> **Document excerpt**
The continuing adventures of Christopher Sinclair, mechanical engineer turned priest of war.
The end of Sword of the Bright Lady(World Of Prime: Book 1) saw Christopher revived from a rather grisly episode. The beginning of Gold Throne in Shadow has him lamenting the lack of calluses on his shiny new body. All things considered, that may be the least weird thing that has happened to him since he woke up in a strange new world of might and magic.
Given command of the regiment he trained and outfitted, Christopher is sent south to collect tael for the king. Tael is the currency of magic and power. Absorbed, it bestows rank. The larger the amount of tael, the higher the rank. Rank equals power of the magical and political kind. Patrolling the southern border is considered a cushy assignment, which immediately begs the question: what’s wrong with this picture? The answer would be everything or, to be more specific: politicking lords and clergymen, a hostile warlock, charming young women tempting him to break his marriage vows, an assassin and hordes of ulvenmen (think orcs) and their dinosaur mounts.

> **Raw data**
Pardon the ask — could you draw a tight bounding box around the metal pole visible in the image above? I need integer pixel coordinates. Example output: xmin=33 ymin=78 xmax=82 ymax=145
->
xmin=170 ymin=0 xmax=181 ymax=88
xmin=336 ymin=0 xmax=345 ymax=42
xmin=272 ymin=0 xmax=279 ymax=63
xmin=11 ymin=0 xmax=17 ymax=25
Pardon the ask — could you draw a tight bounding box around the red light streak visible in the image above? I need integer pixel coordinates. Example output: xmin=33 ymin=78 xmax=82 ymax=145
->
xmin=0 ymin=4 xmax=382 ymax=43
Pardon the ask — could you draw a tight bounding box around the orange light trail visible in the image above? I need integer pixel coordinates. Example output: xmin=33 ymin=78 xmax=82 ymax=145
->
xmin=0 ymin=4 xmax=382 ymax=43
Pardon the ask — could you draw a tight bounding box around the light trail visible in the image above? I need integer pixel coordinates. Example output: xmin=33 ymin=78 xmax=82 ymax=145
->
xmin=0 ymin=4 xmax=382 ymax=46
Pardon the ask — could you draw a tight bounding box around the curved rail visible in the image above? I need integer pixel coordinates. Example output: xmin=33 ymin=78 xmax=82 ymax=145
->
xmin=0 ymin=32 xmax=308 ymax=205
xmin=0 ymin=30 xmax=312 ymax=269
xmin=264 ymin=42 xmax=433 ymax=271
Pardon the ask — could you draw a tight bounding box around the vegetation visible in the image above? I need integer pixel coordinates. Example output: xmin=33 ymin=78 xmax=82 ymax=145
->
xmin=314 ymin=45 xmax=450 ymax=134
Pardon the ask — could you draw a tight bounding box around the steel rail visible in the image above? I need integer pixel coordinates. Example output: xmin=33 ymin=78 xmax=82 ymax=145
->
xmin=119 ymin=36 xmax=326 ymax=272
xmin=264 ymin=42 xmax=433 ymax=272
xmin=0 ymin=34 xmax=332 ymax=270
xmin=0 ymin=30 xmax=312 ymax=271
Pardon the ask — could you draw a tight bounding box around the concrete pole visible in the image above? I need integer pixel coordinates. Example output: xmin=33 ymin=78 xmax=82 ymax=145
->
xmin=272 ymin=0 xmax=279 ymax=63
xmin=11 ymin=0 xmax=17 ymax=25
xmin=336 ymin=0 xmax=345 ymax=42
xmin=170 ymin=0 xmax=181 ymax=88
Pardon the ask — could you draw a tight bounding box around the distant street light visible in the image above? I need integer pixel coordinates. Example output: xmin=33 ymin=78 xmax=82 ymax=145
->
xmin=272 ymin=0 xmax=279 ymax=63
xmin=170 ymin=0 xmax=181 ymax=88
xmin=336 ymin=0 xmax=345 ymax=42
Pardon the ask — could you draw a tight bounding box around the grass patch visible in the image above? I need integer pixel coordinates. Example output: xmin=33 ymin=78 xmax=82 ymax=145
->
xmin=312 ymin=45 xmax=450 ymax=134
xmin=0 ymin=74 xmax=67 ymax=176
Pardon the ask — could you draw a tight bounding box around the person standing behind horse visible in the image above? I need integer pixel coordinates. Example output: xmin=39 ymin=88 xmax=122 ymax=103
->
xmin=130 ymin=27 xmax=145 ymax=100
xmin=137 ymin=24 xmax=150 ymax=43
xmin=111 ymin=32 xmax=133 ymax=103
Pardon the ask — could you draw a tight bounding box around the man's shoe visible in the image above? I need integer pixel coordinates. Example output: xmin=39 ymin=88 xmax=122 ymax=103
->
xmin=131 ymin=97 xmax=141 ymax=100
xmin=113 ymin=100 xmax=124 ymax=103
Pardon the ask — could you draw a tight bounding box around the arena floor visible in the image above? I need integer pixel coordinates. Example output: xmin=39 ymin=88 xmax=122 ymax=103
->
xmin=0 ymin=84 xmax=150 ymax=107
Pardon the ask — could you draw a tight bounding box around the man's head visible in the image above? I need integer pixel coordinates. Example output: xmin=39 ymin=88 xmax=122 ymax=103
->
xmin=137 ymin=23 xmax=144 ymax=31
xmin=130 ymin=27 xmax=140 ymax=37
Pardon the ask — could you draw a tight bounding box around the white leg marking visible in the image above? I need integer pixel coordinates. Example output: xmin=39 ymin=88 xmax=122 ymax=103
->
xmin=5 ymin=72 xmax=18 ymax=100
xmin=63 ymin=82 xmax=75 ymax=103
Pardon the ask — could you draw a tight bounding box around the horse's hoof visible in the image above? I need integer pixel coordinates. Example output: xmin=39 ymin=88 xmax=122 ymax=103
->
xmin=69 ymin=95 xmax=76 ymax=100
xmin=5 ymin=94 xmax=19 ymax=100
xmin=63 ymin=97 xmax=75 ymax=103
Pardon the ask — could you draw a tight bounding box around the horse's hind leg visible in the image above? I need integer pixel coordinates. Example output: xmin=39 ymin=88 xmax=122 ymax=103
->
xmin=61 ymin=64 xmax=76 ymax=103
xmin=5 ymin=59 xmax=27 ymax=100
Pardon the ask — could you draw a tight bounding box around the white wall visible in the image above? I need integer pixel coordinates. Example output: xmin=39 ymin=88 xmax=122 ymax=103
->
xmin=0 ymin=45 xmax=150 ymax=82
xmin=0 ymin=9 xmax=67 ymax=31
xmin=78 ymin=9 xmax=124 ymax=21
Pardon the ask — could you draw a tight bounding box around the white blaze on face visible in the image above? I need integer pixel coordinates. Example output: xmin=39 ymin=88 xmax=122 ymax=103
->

> **Task goal**
Summarize the text about Gold Throne in Shadow in two sentences.

> **Correct result**
Gold Throne in Shadow continues the adventures of Christopher Sinclair, a mechanical engineer turned priest of war, who was revived at the end of Sword of the Bright Lady and is now sent south with the regiment he trained to collect tael, the currency of magic and power that bestows rank when absorbed. His supposedly cushy southern patrol brings politicking lords and clergymen, a hostile warlock, young women tempting him to break his marriage vows, an assassin, and hordes of ulvenmen with their dinosaur mounts.